Stored entries:

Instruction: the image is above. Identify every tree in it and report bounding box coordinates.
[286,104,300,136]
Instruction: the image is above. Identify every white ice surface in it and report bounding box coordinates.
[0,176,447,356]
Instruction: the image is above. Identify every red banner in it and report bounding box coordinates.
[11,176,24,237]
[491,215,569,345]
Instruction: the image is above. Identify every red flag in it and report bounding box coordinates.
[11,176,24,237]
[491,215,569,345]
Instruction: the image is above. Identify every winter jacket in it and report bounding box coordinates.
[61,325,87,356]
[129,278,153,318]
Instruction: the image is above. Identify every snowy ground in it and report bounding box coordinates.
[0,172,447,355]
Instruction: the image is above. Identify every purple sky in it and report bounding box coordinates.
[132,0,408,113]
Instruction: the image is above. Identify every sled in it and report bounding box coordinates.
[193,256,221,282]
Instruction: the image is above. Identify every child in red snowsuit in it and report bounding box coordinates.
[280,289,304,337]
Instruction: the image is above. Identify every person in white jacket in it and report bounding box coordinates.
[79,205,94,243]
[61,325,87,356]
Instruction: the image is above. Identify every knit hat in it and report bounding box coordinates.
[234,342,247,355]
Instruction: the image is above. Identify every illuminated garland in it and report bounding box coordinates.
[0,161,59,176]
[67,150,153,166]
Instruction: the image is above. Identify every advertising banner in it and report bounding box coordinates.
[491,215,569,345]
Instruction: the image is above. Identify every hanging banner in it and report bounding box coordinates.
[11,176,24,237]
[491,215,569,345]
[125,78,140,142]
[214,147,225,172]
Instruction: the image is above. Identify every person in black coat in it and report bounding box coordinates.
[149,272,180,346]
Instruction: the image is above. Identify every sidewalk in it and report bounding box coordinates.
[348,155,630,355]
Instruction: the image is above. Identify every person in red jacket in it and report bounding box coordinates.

**STATED EXERCISE**: Convert every line of the records above into a numbered list, and leave out any blank lines.

**RESULT OF THE TASK**:
1. Instruction: the image is above. Identify every tree in it and report bounding box coordinates.
2. [286,104,300,136]
3. Instruction: the image is above. Identify every white ice surface in it and report bounding box coordinates.
4. [0,176,447,356]
5. Instruction: the image is above. Identify every red banner in it and report bounding box coordinates.
6. [11,176,24,237]
7. [491,215,569,345]
8. Instruction: the image is above. Identify every red flag in it and report bounding box coordinates.
9. [11,176,24,237]
10. [491,215,569,345]
11. Instruction: the image is above. Identify every winter jacket in it and report bounding box coordinates.
12. [61,325,87,356]
13. [129,278,153,318]
14. Instruction: the image is above. Identify every snowy ground in it and report bounding box coordinates.
15. [0,172,447,355]
16. Instruction: the image is above. Identify every purple sky in it and report bounding box coordinates.
17. [132,0,408,113]
18. Instruction: the image is above. Identify every sled in it and report bounding box coordinates.
19. [193,256,221,282]
20. Instruction: the image is above. Identify every child in red snowsuit in it and report bounding box coordinates.
21. [280,289,304,337]
22. Instruction: the image is above. Identify every person in white jacket in it and report bounding box coordinates.
23. [79,205,94,243]
24. [61,325,87,356]
25. Instruction: the image is above. Identify every knit hat in it and report bounding box coordinates.
26. [234,342,247,355]
27. Instruction: the image is above. Identify every illuminated garland in it and report bounding box coordinates.
28. [0,161,59,176]
29. [67,150,153,166]
30. Instruction: the image is above. Identify every advertising banner in it and report bounding box coordinates.
31. [491,215,569,345]
32. Instruction: the image is above. Identify every hanging banner in it and report bounding box coordinates.
33. [11,176,24,237]
34. [491,215,569,345]
35. [125,78,140,142]
36. [214,147,225,172]
37. Instruction: the image is above. Identify every person in black coat in it and report bounding box coordinates.
38. [149,272,180,346]
39. Instruction: the image is above. Identify every sidewalk in it and report bounding box coordinates.
40. [348,155,630,355]
41. Instruction: the image is above. Identify every person in red jacket in it and report bounding box coordinates.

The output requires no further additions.